(Items listed in a dataset)
————————
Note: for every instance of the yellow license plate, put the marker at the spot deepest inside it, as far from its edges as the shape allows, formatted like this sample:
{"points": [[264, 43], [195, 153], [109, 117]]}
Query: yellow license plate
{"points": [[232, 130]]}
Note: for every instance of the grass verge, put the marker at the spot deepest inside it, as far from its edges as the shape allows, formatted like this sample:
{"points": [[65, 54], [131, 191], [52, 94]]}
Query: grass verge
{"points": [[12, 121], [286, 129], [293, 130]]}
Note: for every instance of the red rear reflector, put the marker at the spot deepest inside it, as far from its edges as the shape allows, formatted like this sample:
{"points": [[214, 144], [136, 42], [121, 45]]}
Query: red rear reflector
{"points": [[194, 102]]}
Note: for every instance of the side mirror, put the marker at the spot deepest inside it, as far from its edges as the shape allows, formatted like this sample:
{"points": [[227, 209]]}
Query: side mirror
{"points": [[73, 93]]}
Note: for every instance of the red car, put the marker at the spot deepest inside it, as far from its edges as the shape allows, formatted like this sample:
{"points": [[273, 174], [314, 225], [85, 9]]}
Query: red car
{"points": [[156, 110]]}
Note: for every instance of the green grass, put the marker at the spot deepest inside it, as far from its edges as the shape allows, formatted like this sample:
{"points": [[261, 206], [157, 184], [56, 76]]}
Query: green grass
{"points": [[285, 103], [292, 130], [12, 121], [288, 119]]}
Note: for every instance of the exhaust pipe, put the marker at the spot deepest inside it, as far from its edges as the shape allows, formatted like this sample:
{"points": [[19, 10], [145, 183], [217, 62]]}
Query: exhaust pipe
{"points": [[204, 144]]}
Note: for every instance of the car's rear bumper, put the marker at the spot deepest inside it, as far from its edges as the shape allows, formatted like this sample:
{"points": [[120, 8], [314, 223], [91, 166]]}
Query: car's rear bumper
————————
• _About this exercise_
Would you please reproduce the entries above word for word?

• _Worked solution_
Note: for every instance of the yellow license plate, put the marker at the spot deepest inside it, as far from its edges as the shape allows, formatted like this sample:
{"points": [[264, 43], [195, 153], [109, 117]]}
Query: yellow license plate
{"points": [[232, 130]]}
Note: for every instance of the grass verge, put the marker at the spot deepest inside it, as far from its edges as the shape allows, formatted like this sample:
{"points": [[65, 54], [131, 191], [52, 94]]}
Query: grass verge
{"points": [[12, 121], [286, 129], [293, 130]]}
Note: for every instance of the red rear reflector, put the marker at the spot deepest inside it, as far from its edges as the shape allows, formatted like this sample:
{"points": [[214, 144], [136, 42], [121, 45]]}
Query: red rear reflector
{"points": [[194, 102]]}
Note: for every instance of the side mirror, put the marker at the spot deepest inside it, as far from its edges as the shape allows, formatted like this sample:
{"points": [[227, 209]]}
Query: side mirror
{"points": [[73, 93]]}
Note: for every instance of the red car, put the marker at the spot deepest inside it, as far from its edges as the shape allows, formatted like this sample:
{"points": [[273, 174], [314, 225], [85, 9]]}
Query: red car
{"points": [[156, 110]]}
Note: for every instance of the green grass, put the marker at the spot deepest inside it, as far from its edges as the shape allows, formatted like this sample:
{"points": [[261, 206], [157, 184], [56, 76]]}
Query: green grass
{"points": [[285, 103], [292, 130], [12, 121], [288, 119]]}
Note: for every instance of the exhaust pipe, put the marker at the spot deepest inside it, as far from its edges as the shape allows, formatted like this sample:
{"points": [[19, 10], [145, 183], [217, 62]]}
Query: exhaust pipe
{"points": [[204, 144]]}
Note: for every instance of the car's rear bumper, put the marker at the spot deepest inside it, as far from its edges as the shape allows, formatted like this sample:
{"points": [[120, 8], [314, 223], [91, 166]]}
Query: car's rear bumper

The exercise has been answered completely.